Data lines
○ ○ ○ ○ ○ ○ ○
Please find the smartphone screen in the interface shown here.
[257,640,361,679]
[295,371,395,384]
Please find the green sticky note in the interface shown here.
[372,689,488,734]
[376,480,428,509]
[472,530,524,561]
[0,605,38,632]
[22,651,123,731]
○ ○ ○ ○ ○ ○ ○
> _What to produce_: Return the rows from the one containing "Please find the green" through the end of the rows, copied word for word.

> _Exercise solution_:
Please find the green sticky note in the interface shown here.
[372,689,488,734]
[376,480,428,509]
[472,530,524,561]
[0,605,38,632]
[22,651,123,731]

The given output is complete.